No começo era o corpo. No final também. A percepção e sensibilidade do mundo passa inevitalmente pelo nosso corpo e pela complexa subjectividade que ele – corpo – in(corpo)ra. O que vemos, o que escutamos, o que a nossa pele recebe, a altura que temos e que, por conseguinte, nos posiciona num determinado ponto de vista, enfim, a nossa relação com o mundo é mediada, numa primeira instância, pelo corpo. Esta é, talvez, uma das poucas verdades mais ou menos universais. Para este RoundUp escolhemos duas exposições que, por um lado, tomam o movimento e o corpo nas suas várias potencialidades e acepções como mote; por outro, acabam por se destacar devido a alguma surpresa e singularidade que trazem para o panorama artístico, certas vezes, desejavelmente mais surpreendente.

 

João Fiadeiro:

Introspectiva: Restos, Rastros e Traços

@MAC/CCB

 

João Fiadeiro (n. 1965) é um dos mais reconhecidos bailarinos e coreógrafos portugueses, cujo trabalho começou a desenvolver no final dos anos 80, no contexto da chamada Nova Dança Portuguesa, movimento no qual se destacaram outros criadores, tais como Vera Mantero, Francisco Camacho, Paulo Abreu, Paulo Ribeiro, Clara Andermatt ou Carlota Lagido. Em 1990, Fiadeiro fundou a sua própria companhia, a RE.AL e, entre 2004 e 2019, foi director do Atelier RE.AL, que se tornaria num relevante espaço de trabalho, pesquisa e colaborações diversas. Esta exposição ocupa três galerias do MAC/CCB e é composta por duas partes. A primeira, teve subjacente a ideia de estaleiro, que tornou visível ao espectador a construção da exposição em causa. A segunda parte reporta-se especificamente à exposição, dividida em quatro partes. O eventou foi ainda acompanhado por um pequeno ciclo de coreografias de Fiadeiro, sob o título Dar o Corpo. O que de imediato nos chama a atenção é o facto de se tratar de uma exposição que parte da dança, ou, se preferirmos, a dança é exposta.

» **Material recolhido**
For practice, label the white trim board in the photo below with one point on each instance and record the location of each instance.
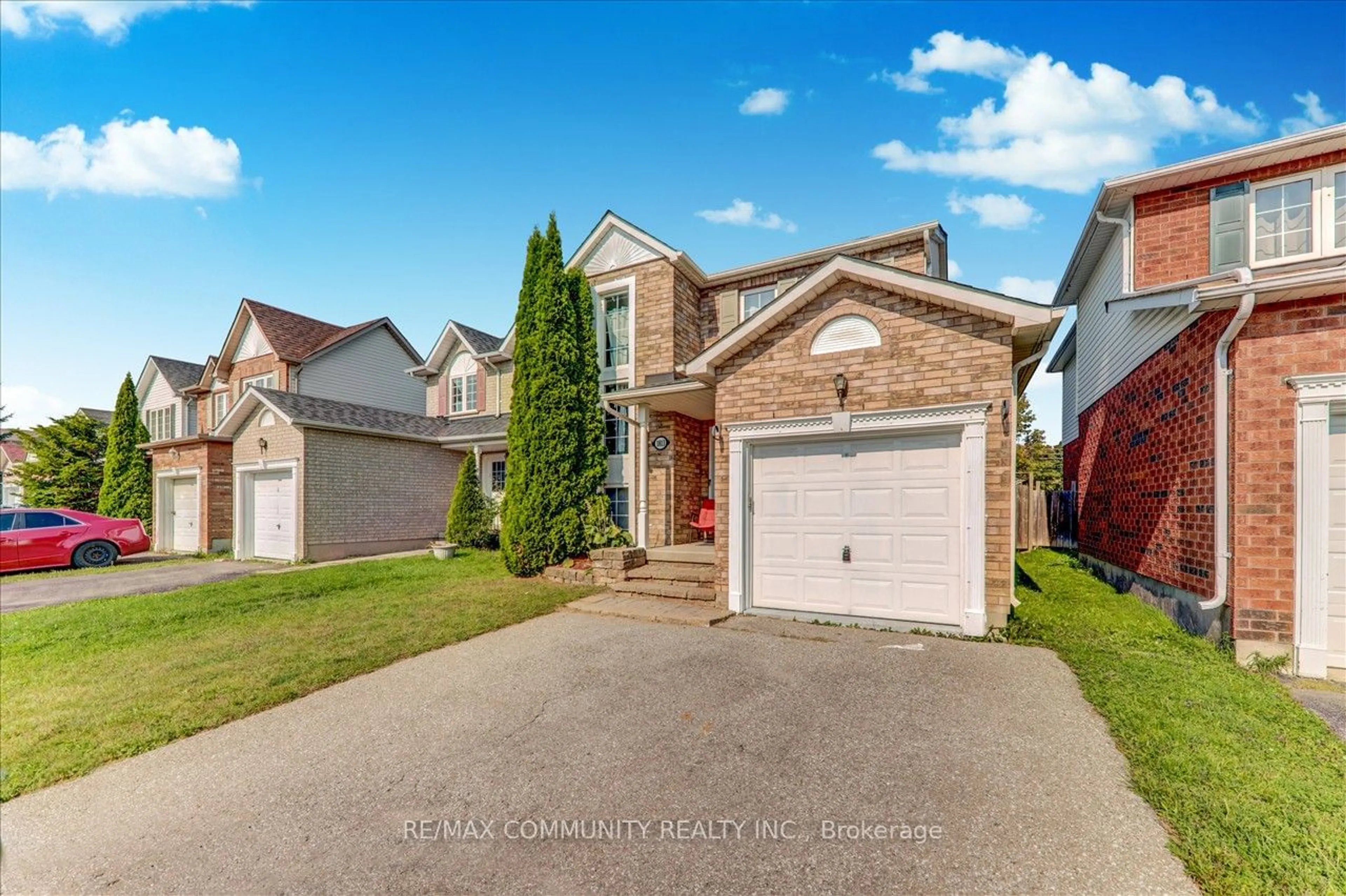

» **Objetivo**
Segundo o texto dado, em que ano fundou João Fiadeiro a sua própria companhia e qual era o nome dela?

» **Resposta completa**
Fundou-a em 1990, com o nome RE.AL.